- Goal of the exercise -
In the entries below, find the line with "Could you point out every instance of the blonde" and the line with "Could you point out every instance of the forest". Print those two and everything between them exactly, and nothing else.

- Supplied material -
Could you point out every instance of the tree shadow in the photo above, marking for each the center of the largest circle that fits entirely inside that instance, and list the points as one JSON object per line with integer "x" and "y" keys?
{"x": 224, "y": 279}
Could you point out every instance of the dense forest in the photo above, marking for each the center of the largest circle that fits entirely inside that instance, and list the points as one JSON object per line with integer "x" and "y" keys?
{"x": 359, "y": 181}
---
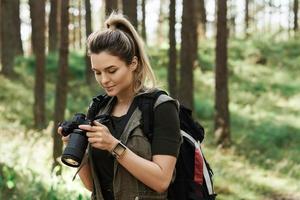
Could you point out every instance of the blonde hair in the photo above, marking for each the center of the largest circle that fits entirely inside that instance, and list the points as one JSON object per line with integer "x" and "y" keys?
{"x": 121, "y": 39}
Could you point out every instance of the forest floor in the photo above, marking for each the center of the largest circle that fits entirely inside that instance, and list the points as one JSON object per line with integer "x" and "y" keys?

- Expected answer -
Could you point out every instance of the blonde hair in the photo above, marking for each the center of the largest circle that fits entirely inside that instance, and list the points as one JSON object per line with integer "x" and "y" keys?
{"x": 121, "y": 39}
Could you point out every instance of the forest floor in the photo above, marking for each the center of the largest circle that fits entirely inside that instance, and list the points as one JSON object per line with integer "x" and "y" keys?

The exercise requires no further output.